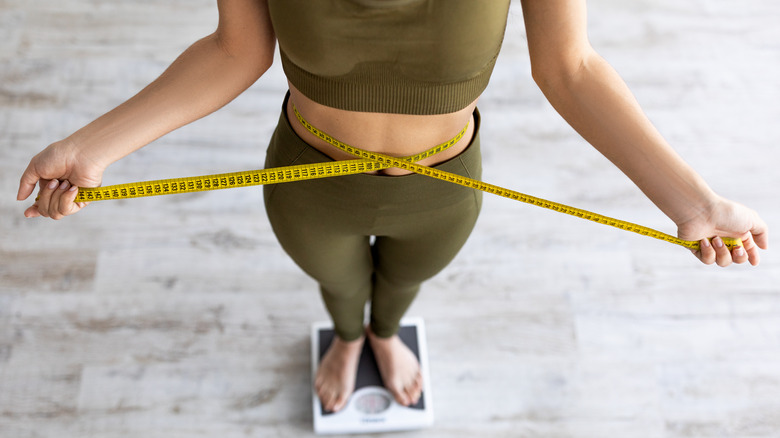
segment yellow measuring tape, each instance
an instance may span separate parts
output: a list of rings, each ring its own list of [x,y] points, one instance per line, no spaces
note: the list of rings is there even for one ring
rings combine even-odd
[[[580,208],[571,207],[558,202],[548,201],[535,196],[526,195],[514,190],[505,189],[493,184],[485,183],[454,173],[433,169],[428,166],[417,164],[417,161],[423,158],[435,155],[446,150],[457,143],[466,133],[466,125],[455,137],[440,145],[434,146],[425,152],[409,157],[391,157],[389,155],[377,152],[369,152],[363,149],[350,146],[330,135],[320,131],[307,122],[293,105],[293,111],[298,121],[312,134],[324,140],[328,144],[347,152],[350,155],[358,157],[356,160],[343,160],[325,163],[302,164],[296,166],[276,167],[272,169],[249,170],[243,172],[222,173],[216,175],[193,176],[185,178],[163,179],[155,181],[117,184],[105,187],[79,188],[76,196],[76,202],[104,201],[109,199],[127,199],[139,198],[144,196],[169,195],[174,193],[191,193],[207,190],[229,189],[235,187],[247,187],[264,184],[278,184],[283,182],[304,181],[317,178],[328,178],[333,176],[352,175],[364,173],[373,170],[388,169],[397,167],[414,173],[458,184],[463,187],[469,187],[475,190],[492,193],[494,195],[509,198],[515,201],[533,204],[542,208],[565,213],[572,216],[586,219],[600,224],[609,225],[625,231],[631,231],[643,236],[653,237],[665,240],[688,249],[699,249],[699,242],[696,240],[683,240],[675,236],[662,233],[653,228],[645,227],[635,223],[620,219],[593,213]],[[723,243],[732,249],[742,246],[740,239],[723,237]]]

--*--

#### TASK PROMPT
Reproduce each line above precisely, with no pictures.

#### RESPONSE TO THIS EXERCISE
segment yellow measuring tape, each instance
an instance may span separate parts
output: a list of rings, each ring its own list of [x,y] points, one instance per line, no spaces
note: the list of rings is there even for one ring
rings combine even-odd
[[[580,208],[571,207],[558,202],[548,201],[535,196],[526,195],[514,190],[505,189],[493,184],[485,183],[454,173],[433,169],[428,166],[417,164],[417,161],[423,158],[435,155],[446,150],[457,143],[466,133],[466,125],[455,137],[440,145],[434,146],[425,152],[409,157],[391,157],[389,155],[377,152],[369,152],[363,149],[350,146],[330,135],[320,131],[307,122],[293,105],[293,111],[298,121],[312,134],[324,140],[328,144],[347,152],[350,155],[358,157],[356,160],[343,160],[325,163],[302,164],[296,166],[276,167],[272,169],[249,170],[243,172],[222,173],[216,175],[193,176],[185,178],[163,179],[155,181],[117,184],[105,187],[79,188],[76,196],[76,202],[104,201],[109,199],[127,199],[139,198],[144,196],[169,195],[174,193],[191,193],[207,190],[229,189],[235,187],[247,187],[264,184],[278,184],[283,182],[304,181],[317,178],[328,178],[333,176],[352,175],[364,173],[373,170],[388,169],[397,167],[414,173],[458,184],[463,187],[469,187],[475,190],[492,193],[494,195],[509,198],[515,201],[533,204],[542,208],[565,213],[572,216],[586,219],[600,224],[609,225],[625,231],[631,231],[643,236],[653,237],[665,240],[688,249],[699,249],[699,242],[696,240],[683,240],[675,236],[662,233],[653,228],[645,227],[635,223],[620,219],[593,213]],[[723,243],[732,249],[742,246],[740,239],[723,237]]]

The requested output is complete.